**Task brief:** Whenever the word "black" turns up in a line of the data below, copy that line.

(Stored data entries)
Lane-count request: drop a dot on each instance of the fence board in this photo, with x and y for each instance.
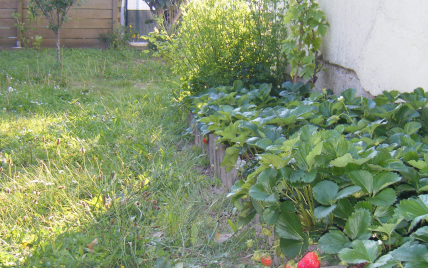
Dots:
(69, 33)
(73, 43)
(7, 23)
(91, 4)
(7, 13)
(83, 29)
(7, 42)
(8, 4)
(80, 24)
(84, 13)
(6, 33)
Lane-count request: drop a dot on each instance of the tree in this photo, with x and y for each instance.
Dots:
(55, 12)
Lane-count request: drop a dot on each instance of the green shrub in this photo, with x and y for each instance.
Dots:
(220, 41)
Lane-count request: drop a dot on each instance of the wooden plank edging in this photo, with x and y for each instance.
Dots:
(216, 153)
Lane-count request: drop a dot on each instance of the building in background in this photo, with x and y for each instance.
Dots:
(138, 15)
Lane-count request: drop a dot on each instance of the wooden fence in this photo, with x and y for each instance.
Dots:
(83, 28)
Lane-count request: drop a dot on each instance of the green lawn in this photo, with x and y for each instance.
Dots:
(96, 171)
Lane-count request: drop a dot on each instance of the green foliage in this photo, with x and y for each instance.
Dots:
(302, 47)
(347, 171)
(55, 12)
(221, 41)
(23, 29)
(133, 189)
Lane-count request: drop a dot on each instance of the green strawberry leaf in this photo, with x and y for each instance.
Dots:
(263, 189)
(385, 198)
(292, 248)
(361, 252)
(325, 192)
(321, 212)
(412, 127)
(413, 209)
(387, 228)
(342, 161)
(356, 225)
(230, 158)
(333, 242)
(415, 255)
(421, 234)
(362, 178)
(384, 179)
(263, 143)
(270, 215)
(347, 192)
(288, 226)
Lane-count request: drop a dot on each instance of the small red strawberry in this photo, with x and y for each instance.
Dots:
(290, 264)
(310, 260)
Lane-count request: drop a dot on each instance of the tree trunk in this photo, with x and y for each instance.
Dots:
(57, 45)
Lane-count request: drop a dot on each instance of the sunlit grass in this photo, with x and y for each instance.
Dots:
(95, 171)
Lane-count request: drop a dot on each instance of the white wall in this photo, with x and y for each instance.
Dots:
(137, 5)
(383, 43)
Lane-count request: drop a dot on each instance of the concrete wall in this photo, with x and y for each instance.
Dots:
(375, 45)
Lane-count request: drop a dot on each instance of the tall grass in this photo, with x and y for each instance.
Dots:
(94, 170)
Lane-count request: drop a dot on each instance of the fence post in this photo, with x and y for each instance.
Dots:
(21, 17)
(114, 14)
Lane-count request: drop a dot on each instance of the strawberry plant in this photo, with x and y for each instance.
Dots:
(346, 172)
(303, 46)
...
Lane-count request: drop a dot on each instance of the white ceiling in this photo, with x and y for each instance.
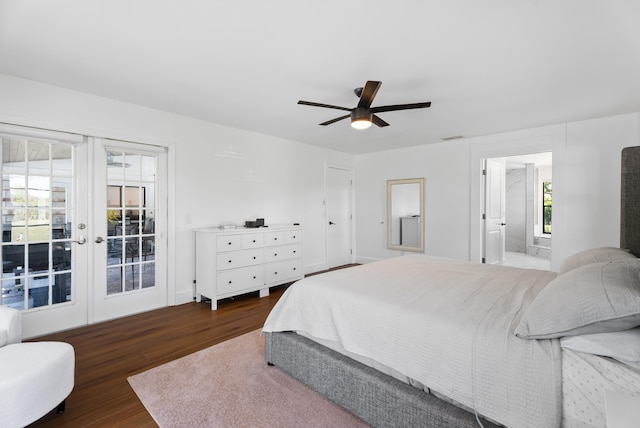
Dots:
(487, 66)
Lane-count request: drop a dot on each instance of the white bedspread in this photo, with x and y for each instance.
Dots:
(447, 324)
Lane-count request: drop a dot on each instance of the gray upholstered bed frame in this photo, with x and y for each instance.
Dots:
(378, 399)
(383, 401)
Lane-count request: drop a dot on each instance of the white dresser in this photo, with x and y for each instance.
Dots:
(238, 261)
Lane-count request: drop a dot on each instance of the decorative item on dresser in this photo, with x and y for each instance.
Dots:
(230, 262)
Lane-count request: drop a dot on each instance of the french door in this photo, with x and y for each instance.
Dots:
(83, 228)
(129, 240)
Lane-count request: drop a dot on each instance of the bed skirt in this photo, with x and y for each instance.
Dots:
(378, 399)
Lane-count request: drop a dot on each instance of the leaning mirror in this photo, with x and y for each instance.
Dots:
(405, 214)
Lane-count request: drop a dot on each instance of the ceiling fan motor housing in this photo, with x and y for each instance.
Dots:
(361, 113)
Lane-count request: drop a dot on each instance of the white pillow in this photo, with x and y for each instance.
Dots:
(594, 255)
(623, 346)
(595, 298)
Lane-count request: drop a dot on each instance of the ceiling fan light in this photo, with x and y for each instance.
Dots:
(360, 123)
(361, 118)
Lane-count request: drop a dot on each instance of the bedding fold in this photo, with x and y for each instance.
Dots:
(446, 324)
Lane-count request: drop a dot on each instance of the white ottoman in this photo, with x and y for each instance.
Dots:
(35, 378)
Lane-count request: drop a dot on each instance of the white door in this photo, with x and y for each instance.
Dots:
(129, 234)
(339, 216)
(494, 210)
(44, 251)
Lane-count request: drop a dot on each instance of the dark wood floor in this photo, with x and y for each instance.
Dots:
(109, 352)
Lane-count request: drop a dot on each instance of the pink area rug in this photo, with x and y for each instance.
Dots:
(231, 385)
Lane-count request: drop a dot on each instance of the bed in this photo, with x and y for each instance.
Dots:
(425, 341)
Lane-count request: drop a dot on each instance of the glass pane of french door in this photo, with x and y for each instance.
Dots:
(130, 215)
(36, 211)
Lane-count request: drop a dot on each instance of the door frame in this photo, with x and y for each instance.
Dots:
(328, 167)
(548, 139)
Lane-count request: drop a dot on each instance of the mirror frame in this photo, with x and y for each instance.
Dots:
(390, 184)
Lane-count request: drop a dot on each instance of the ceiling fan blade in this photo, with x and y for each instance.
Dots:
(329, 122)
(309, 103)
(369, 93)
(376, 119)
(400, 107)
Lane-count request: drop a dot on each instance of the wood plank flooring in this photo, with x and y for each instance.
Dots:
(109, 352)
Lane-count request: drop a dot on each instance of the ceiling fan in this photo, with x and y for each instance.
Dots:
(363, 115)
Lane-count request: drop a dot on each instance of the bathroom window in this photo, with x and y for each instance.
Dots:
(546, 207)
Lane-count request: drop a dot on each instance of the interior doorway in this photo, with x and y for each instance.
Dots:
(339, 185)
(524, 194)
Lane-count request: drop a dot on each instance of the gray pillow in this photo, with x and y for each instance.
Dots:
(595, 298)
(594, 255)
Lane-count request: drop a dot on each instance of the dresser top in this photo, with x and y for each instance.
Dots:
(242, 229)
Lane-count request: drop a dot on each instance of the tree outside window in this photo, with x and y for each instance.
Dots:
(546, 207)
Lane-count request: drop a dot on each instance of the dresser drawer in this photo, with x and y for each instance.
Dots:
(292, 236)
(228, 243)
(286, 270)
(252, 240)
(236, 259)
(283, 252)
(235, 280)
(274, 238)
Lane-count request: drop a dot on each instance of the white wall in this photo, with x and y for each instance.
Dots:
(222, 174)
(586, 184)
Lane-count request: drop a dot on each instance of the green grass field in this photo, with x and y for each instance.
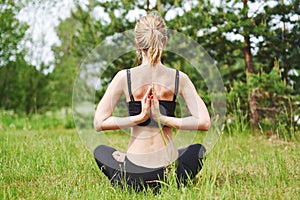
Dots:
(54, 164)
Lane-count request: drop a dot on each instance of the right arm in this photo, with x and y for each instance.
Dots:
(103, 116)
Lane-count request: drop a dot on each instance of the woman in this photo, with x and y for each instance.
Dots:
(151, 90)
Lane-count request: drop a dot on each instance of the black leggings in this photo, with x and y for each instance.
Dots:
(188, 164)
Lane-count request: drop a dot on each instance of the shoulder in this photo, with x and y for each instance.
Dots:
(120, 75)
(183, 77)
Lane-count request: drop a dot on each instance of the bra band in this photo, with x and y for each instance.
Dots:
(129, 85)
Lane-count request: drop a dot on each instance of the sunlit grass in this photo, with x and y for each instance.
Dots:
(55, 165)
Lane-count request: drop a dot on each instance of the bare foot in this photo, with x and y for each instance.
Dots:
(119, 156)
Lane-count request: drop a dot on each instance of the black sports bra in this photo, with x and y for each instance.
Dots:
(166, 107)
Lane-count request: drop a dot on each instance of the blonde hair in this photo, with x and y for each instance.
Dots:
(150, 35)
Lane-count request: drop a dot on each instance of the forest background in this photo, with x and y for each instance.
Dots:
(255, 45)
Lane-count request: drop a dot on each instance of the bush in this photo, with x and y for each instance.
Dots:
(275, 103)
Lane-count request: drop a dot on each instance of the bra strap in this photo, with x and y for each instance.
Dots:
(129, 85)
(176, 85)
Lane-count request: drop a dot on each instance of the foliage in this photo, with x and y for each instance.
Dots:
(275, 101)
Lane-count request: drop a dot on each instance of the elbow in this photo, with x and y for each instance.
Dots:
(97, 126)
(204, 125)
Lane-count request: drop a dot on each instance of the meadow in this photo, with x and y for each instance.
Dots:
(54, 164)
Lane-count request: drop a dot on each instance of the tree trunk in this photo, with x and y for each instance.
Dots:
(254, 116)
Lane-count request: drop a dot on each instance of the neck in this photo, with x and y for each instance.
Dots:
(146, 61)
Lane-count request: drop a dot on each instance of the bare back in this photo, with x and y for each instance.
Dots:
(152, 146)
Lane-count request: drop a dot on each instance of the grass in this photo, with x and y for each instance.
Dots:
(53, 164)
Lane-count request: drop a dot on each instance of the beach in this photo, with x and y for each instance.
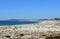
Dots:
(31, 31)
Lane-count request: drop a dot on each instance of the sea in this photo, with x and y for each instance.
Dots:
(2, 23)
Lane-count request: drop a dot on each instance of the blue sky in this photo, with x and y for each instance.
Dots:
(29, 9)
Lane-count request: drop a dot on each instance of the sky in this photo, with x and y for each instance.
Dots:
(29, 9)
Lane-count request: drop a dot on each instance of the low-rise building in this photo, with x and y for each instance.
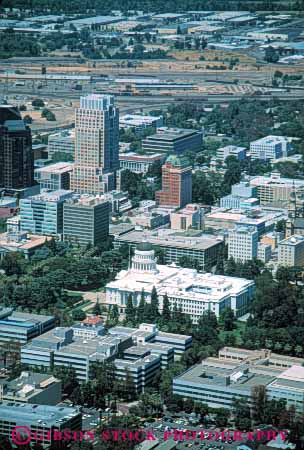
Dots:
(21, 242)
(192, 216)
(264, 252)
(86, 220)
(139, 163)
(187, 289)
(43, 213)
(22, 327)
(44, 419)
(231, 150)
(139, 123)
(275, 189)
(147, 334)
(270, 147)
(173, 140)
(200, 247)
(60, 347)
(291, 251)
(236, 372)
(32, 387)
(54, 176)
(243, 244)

**Answer box:**
Lane-count request: drop a dot on each instance of the black leggings in this photo, with x and y for each instance.
Lane-count request: drop a dot on each instance of the black sports bra in this photo, with x and y for each instance.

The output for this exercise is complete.